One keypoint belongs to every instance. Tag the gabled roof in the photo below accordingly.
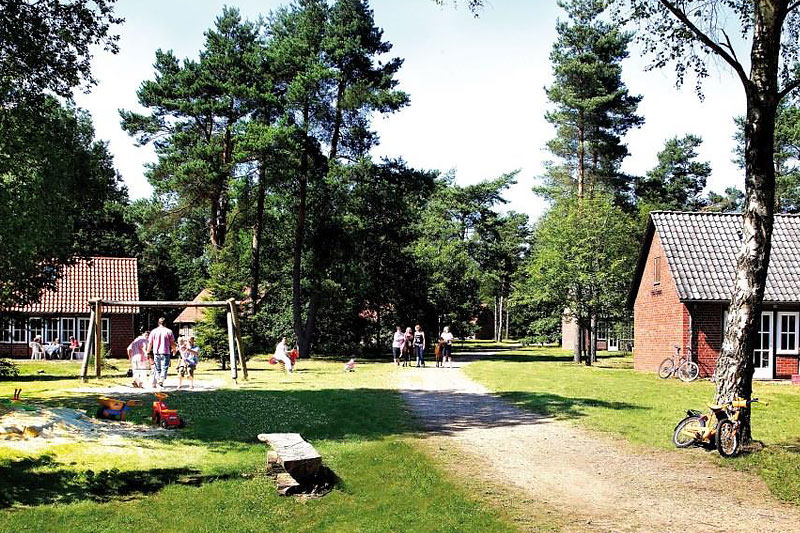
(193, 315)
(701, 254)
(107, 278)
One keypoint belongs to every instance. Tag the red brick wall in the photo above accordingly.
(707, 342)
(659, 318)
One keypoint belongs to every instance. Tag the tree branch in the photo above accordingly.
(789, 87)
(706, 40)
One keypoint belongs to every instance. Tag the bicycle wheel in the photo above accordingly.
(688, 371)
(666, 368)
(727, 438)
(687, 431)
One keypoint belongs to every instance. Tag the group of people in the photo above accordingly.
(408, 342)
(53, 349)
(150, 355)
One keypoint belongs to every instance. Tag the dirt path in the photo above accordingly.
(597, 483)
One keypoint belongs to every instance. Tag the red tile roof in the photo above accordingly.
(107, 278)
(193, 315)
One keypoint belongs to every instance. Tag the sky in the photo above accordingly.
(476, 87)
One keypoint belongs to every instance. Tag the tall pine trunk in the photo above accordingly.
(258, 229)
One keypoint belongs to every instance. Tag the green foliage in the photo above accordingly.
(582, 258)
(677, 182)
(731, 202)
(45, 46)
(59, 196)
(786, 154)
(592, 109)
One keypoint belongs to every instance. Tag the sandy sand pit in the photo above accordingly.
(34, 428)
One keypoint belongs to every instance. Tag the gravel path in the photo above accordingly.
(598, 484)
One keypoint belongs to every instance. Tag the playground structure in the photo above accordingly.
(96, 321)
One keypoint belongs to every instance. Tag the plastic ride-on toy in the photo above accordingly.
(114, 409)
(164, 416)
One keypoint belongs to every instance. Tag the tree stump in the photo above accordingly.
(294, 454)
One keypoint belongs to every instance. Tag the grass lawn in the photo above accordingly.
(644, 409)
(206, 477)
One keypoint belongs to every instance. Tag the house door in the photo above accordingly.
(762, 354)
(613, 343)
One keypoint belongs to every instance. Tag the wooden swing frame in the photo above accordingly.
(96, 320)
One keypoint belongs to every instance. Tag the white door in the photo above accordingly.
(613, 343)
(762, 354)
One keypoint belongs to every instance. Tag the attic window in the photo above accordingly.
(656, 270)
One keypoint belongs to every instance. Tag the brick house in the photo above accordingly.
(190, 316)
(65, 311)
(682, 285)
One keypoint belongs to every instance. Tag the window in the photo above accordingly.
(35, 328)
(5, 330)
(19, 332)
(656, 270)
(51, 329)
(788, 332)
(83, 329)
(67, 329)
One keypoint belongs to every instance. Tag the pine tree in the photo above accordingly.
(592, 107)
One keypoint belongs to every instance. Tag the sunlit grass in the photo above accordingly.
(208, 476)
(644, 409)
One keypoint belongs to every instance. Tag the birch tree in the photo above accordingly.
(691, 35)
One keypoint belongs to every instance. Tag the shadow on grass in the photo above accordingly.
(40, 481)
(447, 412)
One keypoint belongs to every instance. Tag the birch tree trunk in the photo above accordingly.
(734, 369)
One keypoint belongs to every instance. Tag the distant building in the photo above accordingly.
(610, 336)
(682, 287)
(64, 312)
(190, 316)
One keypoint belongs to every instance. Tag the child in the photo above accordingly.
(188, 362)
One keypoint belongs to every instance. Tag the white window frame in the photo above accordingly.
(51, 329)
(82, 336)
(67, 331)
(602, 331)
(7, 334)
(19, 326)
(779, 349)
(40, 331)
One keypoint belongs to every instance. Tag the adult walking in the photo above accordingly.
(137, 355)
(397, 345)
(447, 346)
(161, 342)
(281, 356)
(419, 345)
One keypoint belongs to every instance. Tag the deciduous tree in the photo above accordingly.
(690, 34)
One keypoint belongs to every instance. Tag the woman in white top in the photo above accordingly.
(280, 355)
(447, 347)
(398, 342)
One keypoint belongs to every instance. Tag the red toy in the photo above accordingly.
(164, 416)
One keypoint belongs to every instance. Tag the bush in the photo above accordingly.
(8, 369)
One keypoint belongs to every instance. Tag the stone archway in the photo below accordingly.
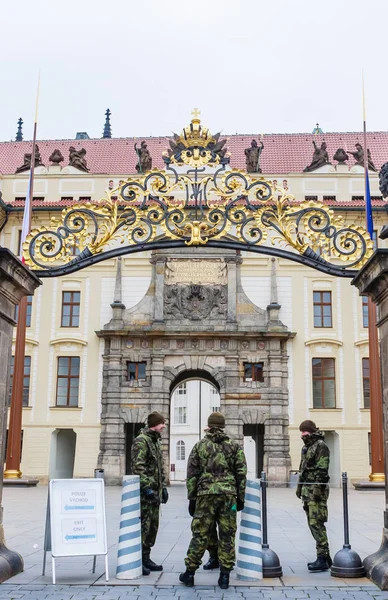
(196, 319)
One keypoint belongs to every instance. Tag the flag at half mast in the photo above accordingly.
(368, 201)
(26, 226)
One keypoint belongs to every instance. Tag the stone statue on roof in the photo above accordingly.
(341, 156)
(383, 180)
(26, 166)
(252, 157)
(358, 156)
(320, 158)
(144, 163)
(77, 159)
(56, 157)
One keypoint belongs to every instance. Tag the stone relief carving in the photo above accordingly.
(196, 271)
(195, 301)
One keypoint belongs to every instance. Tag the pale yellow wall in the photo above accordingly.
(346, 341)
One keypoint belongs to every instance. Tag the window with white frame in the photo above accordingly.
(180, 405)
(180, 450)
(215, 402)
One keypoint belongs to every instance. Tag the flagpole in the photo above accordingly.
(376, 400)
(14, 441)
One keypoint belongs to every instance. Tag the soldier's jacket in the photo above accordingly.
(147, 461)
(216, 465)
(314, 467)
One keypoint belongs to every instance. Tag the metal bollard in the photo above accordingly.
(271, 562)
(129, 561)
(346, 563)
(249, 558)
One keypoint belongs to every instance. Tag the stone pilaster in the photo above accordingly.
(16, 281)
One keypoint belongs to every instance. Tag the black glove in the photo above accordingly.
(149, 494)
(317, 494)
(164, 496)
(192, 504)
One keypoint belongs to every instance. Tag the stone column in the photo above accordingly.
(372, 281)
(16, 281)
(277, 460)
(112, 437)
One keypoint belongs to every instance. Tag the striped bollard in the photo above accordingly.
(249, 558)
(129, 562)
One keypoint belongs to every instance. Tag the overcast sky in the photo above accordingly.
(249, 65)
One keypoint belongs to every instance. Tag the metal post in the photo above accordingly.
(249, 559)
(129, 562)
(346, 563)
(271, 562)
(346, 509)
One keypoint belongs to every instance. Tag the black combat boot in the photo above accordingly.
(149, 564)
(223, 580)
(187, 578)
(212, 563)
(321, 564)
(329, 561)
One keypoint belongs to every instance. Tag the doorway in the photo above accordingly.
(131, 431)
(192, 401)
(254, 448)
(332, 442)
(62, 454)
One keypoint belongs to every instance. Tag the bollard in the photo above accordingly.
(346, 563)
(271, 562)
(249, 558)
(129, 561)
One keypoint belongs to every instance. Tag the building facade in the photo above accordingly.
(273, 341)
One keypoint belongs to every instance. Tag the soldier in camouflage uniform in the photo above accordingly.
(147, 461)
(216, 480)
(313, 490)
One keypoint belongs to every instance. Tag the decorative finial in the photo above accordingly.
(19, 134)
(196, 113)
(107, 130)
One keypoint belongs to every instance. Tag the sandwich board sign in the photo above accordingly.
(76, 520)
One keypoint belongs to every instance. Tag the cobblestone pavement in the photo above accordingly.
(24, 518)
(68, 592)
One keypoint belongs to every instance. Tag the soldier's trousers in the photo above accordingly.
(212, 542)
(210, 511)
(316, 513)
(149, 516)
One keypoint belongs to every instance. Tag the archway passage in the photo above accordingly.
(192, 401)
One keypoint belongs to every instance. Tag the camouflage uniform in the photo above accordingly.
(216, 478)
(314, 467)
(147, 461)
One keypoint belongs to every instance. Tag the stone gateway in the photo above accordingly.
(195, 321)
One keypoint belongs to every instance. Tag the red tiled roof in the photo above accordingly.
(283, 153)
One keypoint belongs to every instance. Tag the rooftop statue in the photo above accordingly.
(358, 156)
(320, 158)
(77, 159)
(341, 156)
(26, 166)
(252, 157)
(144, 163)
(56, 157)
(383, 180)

--

• AIM OF THE EXERCISE:
Return exactly the lines from the one containing "One keypoint belongs to every instance. Tag the soldier in" to the last line of the data, and nothing more.

• SOLUTION TO THIS TASK:
One keypoint belongs to every instance. Tag the soldier in camouflage uniform in the photo above accordingly.
(147, 461)
(216, 480)
(313, 490)
One keypoint belongs to every instance. Tag the decorative finial in the photo above accordingly.
(19, 134)
(196, 113)
(107, 130)
One keypoint belongs to every instance. Tag the sandwich board sign in the photo above accordingly.
(76, 520)
One keypoint belongs to every instance. Tag the cobblestone pavement in the photo above accordingly.
(24, 518)
(68, 592)
One keypoint belongs to every instance. Tag the soldier's trousers in the photo above accordingly.
(212, 542)
(210, 511)
(316, 513)
(149, 516)
One keypoint belongs to every instance. Tag the archway passage in the photo above accordingly.
(192, 401)
One keypoint belongs to every instance. Tag the camouflage uniform in the photo above accordingly.
(216, 478)
(314, 467)
(147, 461)
One keypoint belongs to every instance. Tag the stone gateway in the photo above accordingly.
(195, 321)
One keypoint belongs to every instance. Tag the red tiled roof in the photo above accordingly.
(283, 153)
One keypoint belongs to every instance. Tag the rooftop statue in the photo above accordingly.
(358, 156)
(320, 158)
(77, 159)
(341, 156)
(26, 166)
(252, 157)
(144, 163)
(56, 157)
(383, 180)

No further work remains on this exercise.